Copy each of the entries below word for word, leaving out the pictures.

## Begin Dataset extract

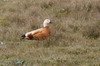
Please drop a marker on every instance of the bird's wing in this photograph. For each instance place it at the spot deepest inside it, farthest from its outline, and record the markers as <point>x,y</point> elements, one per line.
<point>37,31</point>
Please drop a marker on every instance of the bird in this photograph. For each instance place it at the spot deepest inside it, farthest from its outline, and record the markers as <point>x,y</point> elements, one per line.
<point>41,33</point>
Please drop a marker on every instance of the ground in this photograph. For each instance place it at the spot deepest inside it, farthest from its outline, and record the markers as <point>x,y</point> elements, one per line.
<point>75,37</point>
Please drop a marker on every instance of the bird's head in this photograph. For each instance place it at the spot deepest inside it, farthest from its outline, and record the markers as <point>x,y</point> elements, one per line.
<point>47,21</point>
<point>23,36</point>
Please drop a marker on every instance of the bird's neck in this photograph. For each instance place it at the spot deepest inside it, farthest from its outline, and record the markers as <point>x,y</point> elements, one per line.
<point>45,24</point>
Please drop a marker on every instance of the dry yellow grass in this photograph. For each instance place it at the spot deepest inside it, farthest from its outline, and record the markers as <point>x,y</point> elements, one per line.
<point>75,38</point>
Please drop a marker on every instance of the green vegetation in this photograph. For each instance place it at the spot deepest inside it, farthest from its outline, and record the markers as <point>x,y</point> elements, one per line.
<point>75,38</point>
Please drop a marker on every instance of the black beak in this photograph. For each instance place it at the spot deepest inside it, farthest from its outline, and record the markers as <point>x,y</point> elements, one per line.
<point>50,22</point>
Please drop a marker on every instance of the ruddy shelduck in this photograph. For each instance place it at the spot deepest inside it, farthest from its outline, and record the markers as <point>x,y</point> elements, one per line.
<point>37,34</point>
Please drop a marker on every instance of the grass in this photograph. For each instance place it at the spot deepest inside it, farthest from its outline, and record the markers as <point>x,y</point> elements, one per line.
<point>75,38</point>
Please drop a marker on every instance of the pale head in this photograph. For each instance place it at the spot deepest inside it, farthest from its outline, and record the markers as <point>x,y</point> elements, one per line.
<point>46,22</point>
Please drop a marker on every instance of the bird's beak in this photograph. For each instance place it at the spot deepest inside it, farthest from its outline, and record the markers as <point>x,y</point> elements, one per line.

## End Dataset extract

**Solved problem:**
Please drop a marker on every instance of the bird's wing in this photograph. For each instance place it at the spot deepest inside it, farthest from its outline, and record the markers as <point>x,y</point> elements, one per line.
<point>37,31</point>
Please drop a marker on every instance of the bird in this photograph. For each instance place it at the spot deepest inside it, farthest from its outline, and record the markers as <point>x,y</point> elements, one per line.
<point>41,33</point>
Please drop a marker on every instance of the ground in this photograph. For each instance place it at the spot deepest inside it, farthest from its outline, and record the markers as <point>x,y</point> elements, one per line.
<point>75,37</point>
Please drop a marker on every instance of the bird's head in this photograph. For each instance place it at the spot deepest inside it, farthest from its outline, and record the markers as <point>x,y</point> elements, one per line.
<point>47,21</point>
<point>23,36</point>
Please drop a marker on every instance of the bird's neck in this photograph. For each instance place it at the spot deepest inside it, farthest from its outline, and record the markers as <point>x,y</point> elements, one per line.
<point>45,24</point>
Please drop a marker on every instance of the dry yellow grass in this photograph. For each instance place it at the spot deepest inside it, farthest from its outline, and record the markers as <point>x,y</point> elements, one per line.
<point>75,38</point>
Please drop a marker on every instance of the green vegetation in this photograph. For each instance place it at the spot deepest inside it, farthest from its outline, and record the markers as <point>x,y</point> elements, one per line.
<point>75,38</point>
Please drop a marker on every instance of the black beak in this photograph. For each instance place it at the spot deepest inside it, farthest from its outline, and record the markers as <point>x,y</point> elements, one per line.
<point>50,22</point>
Please drop a marker on every instance of the ruddy shelduck in this photograph. For each instance place it at the spot deepest inside it, farthest from its outline, and record the markers as <point>x,y</point> elements, one per line.
<point>37,34</point>
Please drop a marker on every instance of the grass in this photograph. For each instance place it at the spot deepest inside it, farthest from its outline, and record the markers as <point>x,y</point> elements, one per line.
<point>75,38</point>
Please drop a marker on every instance of the pale head in this photograph. For each instance place it at the spot deepest inside it, farthest from its outline, and record the markers as <point>x,y</point> elements, one per line.
<point>46,22</point>
Please drop a marker on every instance of the bird's beak in this photograph. For each instance place it at the spot deepest inside it, farthest from its outline, and record the markers as <point>x,y</point> elements, one per line.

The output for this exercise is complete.